BEGIN Data for this task

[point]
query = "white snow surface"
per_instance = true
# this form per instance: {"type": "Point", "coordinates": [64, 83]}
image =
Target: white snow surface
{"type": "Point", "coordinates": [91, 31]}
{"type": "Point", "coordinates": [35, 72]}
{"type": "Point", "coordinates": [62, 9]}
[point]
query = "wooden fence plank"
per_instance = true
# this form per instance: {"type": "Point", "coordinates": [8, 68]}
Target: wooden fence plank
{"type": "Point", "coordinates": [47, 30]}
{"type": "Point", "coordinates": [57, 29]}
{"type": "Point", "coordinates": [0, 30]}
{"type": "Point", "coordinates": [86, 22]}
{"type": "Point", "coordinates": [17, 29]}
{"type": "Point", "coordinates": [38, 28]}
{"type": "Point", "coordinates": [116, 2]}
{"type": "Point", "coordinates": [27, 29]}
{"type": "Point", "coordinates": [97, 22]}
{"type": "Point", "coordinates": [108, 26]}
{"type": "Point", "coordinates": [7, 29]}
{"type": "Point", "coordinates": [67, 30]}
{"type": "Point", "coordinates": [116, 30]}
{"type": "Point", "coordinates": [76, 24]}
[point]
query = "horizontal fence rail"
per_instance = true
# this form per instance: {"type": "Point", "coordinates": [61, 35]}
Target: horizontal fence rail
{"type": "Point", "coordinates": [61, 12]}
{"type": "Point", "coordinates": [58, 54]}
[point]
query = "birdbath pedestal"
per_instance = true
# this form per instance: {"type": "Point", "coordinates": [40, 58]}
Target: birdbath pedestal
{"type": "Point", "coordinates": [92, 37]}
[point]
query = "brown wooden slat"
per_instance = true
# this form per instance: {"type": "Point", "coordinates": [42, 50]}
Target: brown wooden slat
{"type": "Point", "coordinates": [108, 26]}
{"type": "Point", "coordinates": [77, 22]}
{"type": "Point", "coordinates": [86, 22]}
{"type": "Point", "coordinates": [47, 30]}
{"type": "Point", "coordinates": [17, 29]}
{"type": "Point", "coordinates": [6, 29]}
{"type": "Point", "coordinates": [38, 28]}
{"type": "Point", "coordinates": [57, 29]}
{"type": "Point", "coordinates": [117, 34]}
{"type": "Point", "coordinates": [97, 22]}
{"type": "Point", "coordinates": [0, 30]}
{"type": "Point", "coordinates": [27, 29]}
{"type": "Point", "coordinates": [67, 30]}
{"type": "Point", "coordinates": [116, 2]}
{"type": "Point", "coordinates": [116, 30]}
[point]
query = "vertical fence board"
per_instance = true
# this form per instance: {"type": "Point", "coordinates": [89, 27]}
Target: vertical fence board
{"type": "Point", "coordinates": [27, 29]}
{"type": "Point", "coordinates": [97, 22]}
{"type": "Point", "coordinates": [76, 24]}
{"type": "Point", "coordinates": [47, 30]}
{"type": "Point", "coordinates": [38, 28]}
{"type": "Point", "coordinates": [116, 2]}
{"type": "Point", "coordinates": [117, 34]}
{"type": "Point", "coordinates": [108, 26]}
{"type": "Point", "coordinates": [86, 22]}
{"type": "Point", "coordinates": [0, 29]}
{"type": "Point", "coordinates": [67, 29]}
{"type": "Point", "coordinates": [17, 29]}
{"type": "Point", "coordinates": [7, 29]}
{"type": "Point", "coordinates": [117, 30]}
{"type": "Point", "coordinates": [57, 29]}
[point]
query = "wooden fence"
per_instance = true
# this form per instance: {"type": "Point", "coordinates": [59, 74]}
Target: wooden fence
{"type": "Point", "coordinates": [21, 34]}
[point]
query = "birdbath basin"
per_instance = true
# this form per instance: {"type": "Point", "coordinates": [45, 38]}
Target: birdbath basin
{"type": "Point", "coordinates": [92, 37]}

END Data for this task

Please print the data above exactly as it appears.

[point]
query = "white snow surface"
per_instance = true
# this form per instance: {"type": "Point", "coordinates": [64, 83]}
image =
Target: white snow surface
{"type": "Point", "coordinates": [91, 31]}
{"type": "Point", "coordinates": [35, 72]}
{"type": "Point", "coordinates": [62, 9]}
[point]
query = "wooden fence plank"
per_instance = true
# this form per instance: {"type": "Point", "coordinates": [8, 68]}
Target: wooden fence plank
{"type": "Point", "coordinates": [47, 30]}
{"type": "Point", "coordinates": [57, 29]}
{"type": "Point", "coordinates": [0, 30]}
{"type": "Point", "coordinates": [86, 22]}
{"type": "Point", "coordinates": [17, 29]}
{"type": "Point", "coordinates": [38, 28]}
{"type": "Point", "coordinates": [116, 2]}
{"type": "Point", "coordinates": [27, 29]}
{"type": "Point", "coordinates": [97, 22]}
{"type": "Point", "coordinates": [108, 26]}
{"type": "Point", "coordinates": [7, 29]}
{"type": "Point", "coordinates": [67, 30]}
{"type": "Point", "coordinates": [116, 30]}
{"type": "Point", "coordinates": [76, 24]}
[point]
query = "horizontal fence rail"
per_instance = true
# this form per instance: {"type": "Point", "coordinates": [61, 35]}
Target: horizontal fence rail
{"type": "Point", "coordinates": [61, 12]}
{"type": "Point", "coordinates": [58, 54]}
[point]
query = "birdbath pedestal"
per_instance = true
# this form per instance: {"type": "Point", "coordinates": [40, 58]}
Target: birdbath pedestal
{"type": "Point", "coordinates": [92, 37]}
[point]
query = "brown wooden slat"
per_instance = true
# this form per instance: {"type": "Point", "coordinates": [42, 50]}
Target: brown wooden slat
{"type": "Point", "coordinates": [108, 26]}
{"type": "Point", "coordinates": [77, 22]}
{"type": "Point", "coordinates": [86, 22]}
{"type": "Point", "coordinates": [47, 30]}
{"type": "Point", "coordinates": [17, 29]}
{"type": "Point", "coordinates": [6, 29]}
{"type": "Point", "coordinates": [38, 28]}
{"type": "Point", "coordinates": [57, 29]}
{"type": "Point", "coordinates": [117, 34]}
{"type": "Point", "coordinates": [97, 22]}
{"type": "Point", "coordinates": [0, 30]}
{"type": "Point", "coordinates": [27, 29]}
{"type": "Point", "coordinates": [67, 30]}
{"type": "Point", "coordinates": [116, 2]}
{"type": "Point", "coordinates": [116, 30]}
[point]
query = "vertical fence board"
per_instance = true
# this form per instance: {"type": "Point", "coordinates": [89, 27]}
Target: vertical fence board
{"type": "Point", "coordinates": [27, 29]}
{"type": "Point", "coordinates": [97, 22]}
{"type": "Point", "coordinates": [76, 24]}
{"type": "Point", "coordinates": [47, 30]}
{"type": "Point", "coordinates": [38, 28]}
{"type": "Point", "coordinates": [116, 2]}
{"type": "Point", "coordinates": [117, 34]}
{"type": "Point", "coordinates": [108, 26]}
{"type": "Point", "coordinates": [86, 22]}
{"type": "Point", "coordinates": [0, 29]}
{"type": "Point", "coordinates": [67, 29]}
{"type": "Point", "coordinates": [17, 29]}
{"type": "Point", "coordinates": [7, 29]}
{"type": "Point", "coordinates": [117, 30]}
{"type": "Point", "coordinates": [57, 29]}
[point]
query = "wooden fence"
per_instance = true
# this form per instance: {"type": "Point", "coordinates": [59, 74]}
Target: wooden fence
{"type": "Point", "coordinates": [21, 34]}
[point]
query = "birdbath basin"
per_instance = true
# this form per instance: {"type": "Point", "coordinates": [45, 38]}
Target: birdbath basin
{"type": "Point", "coordinates": [92, 37]}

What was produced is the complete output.